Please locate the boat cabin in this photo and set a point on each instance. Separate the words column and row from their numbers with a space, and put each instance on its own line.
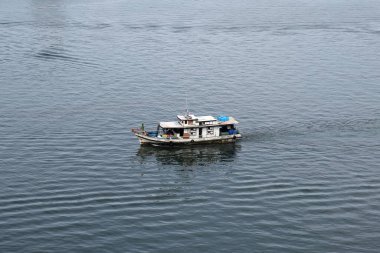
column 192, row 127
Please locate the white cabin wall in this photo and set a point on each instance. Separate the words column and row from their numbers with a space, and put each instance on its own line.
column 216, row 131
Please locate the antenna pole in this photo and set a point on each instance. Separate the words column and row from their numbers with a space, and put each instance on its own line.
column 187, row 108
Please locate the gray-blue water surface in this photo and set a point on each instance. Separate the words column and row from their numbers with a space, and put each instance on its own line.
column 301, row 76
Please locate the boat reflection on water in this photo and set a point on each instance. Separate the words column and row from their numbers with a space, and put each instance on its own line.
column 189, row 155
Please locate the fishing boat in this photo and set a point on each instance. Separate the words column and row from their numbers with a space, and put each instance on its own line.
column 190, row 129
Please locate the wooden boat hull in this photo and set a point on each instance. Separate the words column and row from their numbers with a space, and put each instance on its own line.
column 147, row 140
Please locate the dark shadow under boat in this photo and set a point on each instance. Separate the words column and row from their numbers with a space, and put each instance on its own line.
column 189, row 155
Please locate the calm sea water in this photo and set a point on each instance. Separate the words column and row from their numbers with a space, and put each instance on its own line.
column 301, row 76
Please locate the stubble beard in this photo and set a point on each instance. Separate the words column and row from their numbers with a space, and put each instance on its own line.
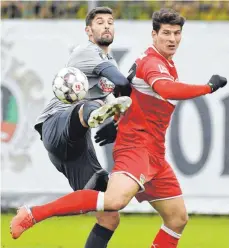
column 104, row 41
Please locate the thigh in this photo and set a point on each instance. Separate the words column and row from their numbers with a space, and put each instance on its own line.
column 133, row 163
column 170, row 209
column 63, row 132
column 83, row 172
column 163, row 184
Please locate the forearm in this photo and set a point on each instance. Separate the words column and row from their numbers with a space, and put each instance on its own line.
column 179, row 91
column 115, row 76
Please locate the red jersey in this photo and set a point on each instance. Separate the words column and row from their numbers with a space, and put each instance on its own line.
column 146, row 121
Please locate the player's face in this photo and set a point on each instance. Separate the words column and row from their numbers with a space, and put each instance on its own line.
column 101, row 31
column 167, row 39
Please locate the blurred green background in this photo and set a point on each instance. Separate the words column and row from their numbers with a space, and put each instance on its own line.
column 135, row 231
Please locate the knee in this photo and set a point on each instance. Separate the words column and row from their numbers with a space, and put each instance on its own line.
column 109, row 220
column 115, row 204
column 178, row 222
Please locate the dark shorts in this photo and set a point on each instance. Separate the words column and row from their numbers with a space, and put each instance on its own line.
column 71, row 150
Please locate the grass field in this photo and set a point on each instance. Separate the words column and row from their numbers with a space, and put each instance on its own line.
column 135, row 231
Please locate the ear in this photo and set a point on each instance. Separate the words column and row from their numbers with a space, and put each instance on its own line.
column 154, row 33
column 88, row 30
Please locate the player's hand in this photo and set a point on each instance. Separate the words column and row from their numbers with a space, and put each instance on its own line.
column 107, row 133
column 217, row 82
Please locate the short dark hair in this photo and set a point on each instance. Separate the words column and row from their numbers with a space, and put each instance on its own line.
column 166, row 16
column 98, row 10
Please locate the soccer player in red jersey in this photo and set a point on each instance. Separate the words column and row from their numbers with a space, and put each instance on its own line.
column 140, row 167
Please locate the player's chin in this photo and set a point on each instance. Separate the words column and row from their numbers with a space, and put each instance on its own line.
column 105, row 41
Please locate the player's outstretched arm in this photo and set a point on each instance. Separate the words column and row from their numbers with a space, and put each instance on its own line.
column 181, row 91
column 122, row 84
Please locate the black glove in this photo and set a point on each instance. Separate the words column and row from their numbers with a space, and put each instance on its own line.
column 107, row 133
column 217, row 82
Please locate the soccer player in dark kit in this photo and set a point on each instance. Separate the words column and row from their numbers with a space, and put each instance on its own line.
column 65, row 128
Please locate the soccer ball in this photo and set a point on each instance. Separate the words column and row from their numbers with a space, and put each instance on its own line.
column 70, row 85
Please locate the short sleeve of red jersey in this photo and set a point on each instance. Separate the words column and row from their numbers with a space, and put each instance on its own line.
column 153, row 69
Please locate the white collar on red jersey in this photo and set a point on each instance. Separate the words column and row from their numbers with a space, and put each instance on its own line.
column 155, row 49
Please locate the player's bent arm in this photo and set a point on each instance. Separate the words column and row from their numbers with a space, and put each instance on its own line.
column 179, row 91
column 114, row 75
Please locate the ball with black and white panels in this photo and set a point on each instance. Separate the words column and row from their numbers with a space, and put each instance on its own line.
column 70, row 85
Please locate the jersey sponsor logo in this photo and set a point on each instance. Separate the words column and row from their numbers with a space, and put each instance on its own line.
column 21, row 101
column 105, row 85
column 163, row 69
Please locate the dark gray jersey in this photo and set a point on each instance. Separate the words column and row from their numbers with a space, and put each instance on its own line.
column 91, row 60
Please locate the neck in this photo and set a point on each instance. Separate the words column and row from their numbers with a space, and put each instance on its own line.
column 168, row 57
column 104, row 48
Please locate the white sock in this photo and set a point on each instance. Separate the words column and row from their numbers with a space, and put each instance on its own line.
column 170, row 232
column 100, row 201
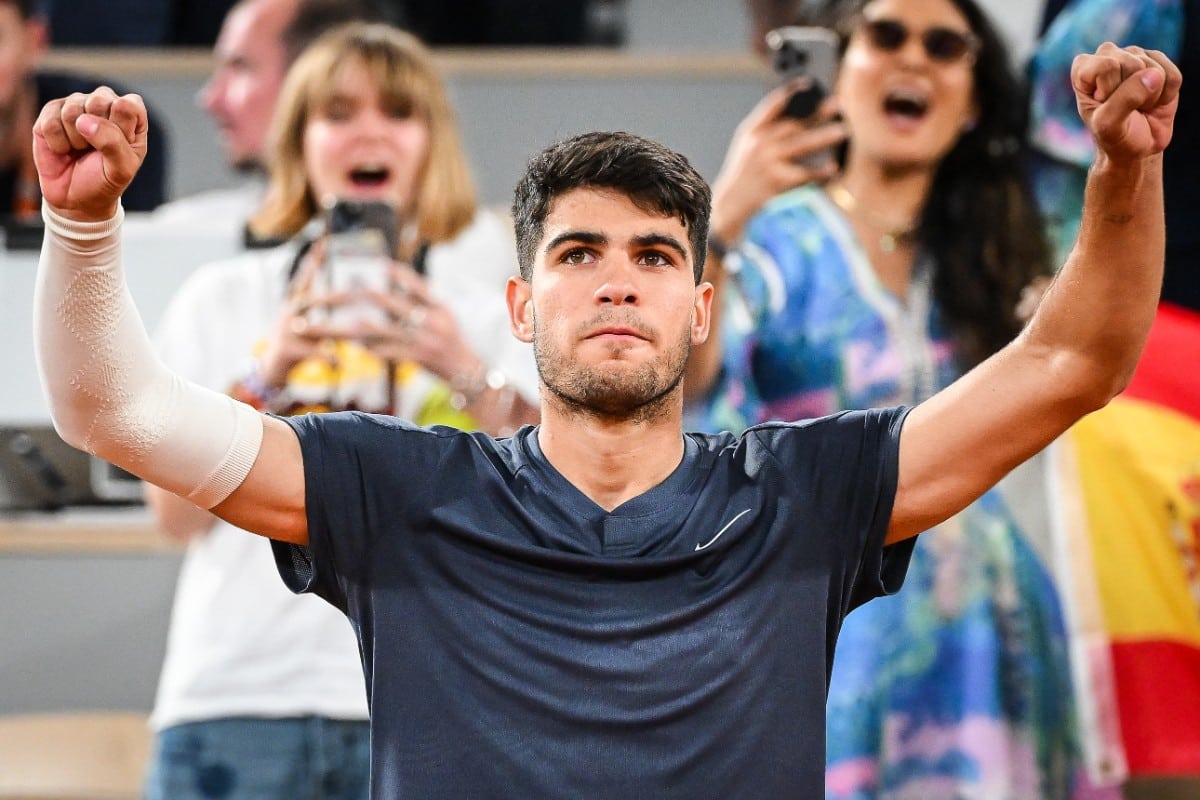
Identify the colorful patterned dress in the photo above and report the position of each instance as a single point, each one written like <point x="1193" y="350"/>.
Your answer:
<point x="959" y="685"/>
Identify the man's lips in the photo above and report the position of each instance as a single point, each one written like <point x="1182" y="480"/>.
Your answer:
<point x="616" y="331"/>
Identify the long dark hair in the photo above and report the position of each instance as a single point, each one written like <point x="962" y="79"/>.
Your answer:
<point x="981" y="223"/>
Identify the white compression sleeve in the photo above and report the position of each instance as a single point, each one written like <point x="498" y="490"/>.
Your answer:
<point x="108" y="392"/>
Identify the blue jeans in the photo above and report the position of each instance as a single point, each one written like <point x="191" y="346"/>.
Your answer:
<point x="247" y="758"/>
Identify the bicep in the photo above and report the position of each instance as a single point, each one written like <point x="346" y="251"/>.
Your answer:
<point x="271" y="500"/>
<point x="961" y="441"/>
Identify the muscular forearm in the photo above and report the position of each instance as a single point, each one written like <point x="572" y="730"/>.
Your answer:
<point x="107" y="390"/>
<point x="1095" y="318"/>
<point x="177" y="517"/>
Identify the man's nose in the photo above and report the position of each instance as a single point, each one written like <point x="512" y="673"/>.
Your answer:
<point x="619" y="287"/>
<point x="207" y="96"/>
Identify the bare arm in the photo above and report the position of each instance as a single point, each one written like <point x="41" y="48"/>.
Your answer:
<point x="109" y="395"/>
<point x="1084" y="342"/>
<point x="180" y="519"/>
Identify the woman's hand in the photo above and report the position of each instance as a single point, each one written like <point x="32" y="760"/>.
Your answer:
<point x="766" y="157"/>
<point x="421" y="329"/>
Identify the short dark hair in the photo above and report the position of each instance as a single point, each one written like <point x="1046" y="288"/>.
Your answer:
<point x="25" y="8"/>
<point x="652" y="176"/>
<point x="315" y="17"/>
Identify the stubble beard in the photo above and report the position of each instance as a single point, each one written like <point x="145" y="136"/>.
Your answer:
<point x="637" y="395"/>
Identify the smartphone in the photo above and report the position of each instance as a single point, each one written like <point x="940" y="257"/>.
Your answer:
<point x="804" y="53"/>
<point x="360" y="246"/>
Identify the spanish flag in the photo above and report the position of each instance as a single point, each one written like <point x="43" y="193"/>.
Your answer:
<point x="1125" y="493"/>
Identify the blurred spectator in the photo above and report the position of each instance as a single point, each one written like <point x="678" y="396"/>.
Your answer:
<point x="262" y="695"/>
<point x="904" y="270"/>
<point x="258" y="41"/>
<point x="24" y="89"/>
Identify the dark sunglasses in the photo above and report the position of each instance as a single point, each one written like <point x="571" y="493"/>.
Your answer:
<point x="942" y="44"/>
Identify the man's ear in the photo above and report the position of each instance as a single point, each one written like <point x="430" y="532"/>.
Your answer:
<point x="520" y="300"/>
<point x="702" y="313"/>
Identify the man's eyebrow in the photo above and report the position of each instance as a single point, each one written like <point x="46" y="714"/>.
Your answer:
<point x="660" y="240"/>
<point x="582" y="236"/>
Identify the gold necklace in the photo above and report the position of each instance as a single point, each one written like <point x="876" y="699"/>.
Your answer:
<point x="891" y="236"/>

==

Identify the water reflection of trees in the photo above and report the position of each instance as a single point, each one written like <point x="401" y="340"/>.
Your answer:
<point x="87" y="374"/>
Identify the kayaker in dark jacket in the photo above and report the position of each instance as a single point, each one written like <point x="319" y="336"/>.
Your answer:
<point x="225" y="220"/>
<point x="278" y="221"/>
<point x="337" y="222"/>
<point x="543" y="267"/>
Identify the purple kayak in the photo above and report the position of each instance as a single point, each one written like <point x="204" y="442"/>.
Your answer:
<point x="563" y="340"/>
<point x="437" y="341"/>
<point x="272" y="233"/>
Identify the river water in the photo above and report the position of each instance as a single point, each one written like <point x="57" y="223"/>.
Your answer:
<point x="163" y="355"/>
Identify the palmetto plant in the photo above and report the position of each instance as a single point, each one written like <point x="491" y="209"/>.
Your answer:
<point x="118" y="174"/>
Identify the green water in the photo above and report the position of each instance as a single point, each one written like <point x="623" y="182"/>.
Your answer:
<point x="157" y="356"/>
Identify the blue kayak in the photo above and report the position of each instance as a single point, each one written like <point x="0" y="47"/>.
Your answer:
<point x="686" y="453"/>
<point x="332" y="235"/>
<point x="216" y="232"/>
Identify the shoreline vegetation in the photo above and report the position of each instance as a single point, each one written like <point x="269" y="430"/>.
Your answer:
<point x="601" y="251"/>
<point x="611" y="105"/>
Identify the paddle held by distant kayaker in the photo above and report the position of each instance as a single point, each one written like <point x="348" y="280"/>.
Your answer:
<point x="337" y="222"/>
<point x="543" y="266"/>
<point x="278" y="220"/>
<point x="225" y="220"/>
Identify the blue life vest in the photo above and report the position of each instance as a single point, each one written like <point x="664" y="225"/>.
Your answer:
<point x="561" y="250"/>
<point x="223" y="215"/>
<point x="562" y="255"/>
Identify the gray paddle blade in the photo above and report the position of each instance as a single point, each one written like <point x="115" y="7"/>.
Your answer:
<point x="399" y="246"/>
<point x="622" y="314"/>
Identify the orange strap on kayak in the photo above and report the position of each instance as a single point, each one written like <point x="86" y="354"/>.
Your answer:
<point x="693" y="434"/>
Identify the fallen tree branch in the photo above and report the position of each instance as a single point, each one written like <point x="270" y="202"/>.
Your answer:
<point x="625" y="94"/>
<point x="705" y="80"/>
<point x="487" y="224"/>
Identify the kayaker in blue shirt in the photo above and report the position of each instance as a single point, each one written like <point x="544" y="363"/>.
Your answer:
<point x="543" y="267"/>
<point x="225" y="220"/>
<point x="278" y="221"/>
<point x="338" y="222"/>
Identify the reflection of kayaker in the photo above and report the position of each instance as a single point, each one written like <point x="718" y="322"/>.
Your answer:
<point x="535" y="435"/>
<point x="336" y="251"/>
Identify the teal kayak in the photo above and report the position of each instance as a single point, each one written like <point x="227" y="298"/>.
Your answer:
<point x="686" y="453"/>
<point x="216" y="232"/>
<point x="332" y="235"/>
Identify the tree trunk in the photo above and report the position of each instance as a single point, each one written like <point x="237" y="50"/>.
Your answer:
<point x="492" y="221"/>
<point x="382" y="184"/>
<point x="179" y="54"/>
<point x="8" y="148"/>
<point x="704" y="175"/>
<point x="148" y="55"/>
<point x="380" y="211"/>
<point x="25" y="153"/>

---

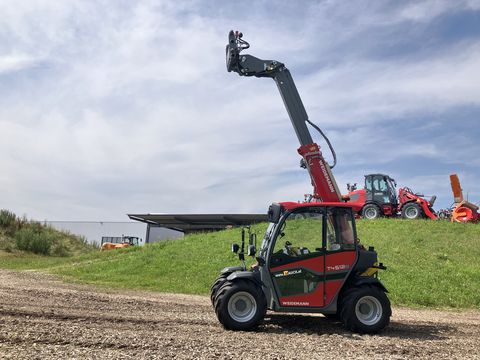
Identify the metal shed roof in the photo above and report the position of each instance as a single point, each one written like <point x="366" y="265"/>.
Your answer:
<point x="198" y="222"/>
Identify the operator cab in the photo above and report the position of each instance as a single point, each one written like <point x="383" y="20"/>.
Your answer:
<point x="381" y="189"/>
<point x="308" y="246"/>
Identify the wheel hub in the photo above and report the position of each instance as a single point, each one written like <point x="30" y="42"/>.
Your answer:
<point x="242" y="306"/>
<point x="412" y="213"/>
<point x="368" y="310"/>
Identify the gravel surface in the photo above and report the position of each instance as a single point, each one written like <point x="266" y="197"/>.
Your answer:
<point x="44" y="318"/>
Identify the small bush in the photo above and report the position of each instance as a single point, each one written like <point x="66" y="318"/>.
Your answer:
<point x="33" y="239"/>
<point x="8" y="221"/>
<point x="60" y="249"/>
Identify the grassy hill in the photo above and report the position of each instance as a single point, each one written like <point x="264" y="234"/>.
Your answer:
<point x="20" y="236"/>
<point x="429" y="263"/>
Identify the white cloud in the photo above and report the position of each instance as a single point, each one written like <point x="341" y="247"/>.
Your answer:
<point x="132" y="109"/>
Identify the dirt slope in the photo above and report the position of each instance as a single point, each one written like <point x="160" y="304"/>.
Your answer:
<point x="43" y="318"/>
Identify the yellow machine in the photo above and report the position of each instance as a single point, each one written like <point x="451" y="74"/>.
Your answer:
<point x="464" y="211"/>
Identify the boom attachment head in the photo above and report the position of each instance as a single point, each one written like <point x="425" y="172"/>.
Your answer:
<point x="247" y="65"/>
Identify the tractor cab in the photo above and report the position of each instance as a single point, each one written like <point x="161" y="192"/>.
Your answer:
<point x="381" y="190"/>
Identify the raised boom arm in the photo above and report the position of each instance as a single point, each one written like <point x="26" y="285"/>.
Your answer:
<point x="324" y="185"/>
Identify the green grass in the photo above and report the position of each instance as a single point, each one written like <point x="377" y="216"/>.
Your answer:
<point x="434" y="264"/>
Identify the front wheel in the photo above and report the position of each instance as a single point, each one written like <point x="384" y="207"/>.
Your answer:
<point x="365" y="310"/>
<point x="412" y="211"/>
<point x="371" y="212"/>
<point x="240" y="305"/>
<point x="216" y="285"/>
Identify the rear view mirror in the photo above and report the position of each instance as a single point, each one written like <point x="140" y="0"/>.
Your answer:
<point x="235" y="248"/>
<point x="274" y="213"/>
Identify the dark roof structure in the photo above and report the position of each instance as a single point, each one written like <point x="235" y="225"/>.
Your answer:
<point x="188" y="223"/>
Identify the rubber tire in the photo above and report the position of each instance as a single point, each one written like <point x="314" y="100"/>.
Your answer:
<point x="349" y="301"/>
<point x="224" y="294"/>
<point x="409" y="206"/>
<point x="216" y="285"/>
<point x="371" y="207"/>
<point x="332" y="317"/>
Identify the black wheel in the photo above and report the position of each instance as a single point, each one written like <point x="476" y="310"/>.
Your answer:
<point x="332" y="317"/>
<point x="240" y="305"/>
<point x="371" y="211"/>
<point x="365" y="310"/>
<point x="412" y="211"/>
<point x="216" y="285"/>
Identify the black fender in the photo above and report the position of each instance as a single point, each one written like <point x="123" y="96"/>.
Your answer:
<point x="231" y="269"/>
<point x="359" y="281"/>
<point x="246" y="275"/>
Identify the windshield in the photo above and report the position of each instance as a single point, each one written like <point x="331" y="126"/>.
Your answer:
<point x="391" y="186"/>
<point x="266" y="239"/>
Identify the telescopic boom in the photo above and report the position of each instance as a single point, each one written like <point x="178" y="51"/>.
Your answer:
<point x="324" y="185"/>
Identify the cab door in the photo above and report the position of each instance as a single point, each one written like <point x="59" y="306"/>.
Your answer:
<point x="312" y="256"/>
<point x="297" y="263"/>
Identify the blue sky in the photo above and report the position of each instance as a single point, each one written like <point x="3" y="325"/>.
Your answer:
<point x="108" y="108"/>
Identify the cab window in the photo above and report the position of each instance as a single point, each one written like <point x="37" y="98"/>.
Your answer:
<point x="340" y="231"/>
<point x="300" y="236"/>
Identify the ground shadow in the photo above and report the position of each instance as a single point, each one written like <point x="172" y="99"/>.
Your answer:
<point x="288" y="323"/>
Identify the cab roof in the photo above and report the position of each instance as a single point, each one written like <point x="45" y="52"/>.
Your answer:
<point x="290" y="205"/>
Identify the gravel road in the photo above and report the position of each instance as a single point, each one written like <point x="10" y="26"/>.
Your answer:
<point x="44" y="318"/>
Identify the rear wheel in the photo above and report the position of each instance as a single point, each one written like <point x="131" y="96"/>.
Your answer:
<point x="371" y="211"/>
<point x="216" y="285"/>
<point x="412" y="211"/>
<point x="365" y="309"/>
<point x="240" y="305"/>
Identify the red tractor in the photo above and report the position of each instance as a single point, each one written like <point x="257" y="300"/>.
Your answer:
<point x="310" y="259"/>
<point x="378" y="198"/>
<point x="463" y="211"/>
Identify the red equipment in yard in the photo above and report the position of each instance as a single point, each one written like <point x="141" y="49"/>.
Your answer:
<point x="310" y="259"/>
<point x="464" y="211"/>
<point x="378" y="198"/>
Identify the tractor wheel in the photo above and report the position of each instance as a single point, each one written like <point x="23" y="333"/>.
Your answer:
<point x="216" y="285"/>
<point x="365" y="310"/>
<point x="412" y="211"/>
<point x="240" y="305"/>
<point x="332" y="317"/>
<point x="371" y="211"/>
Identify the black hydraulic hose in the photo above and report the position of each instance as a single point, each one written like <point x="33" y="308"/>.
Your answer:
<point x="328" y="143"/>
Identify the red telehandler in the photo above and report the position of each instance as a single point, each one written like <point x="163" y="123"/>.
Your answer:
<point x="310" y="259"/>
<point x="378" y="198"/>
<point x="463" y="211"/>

_Challenge_. Count the lines in the data above that contain the word "ball", treating uppercase and lowercase letters as distinct, and give only that number.

_Exercise result_. 2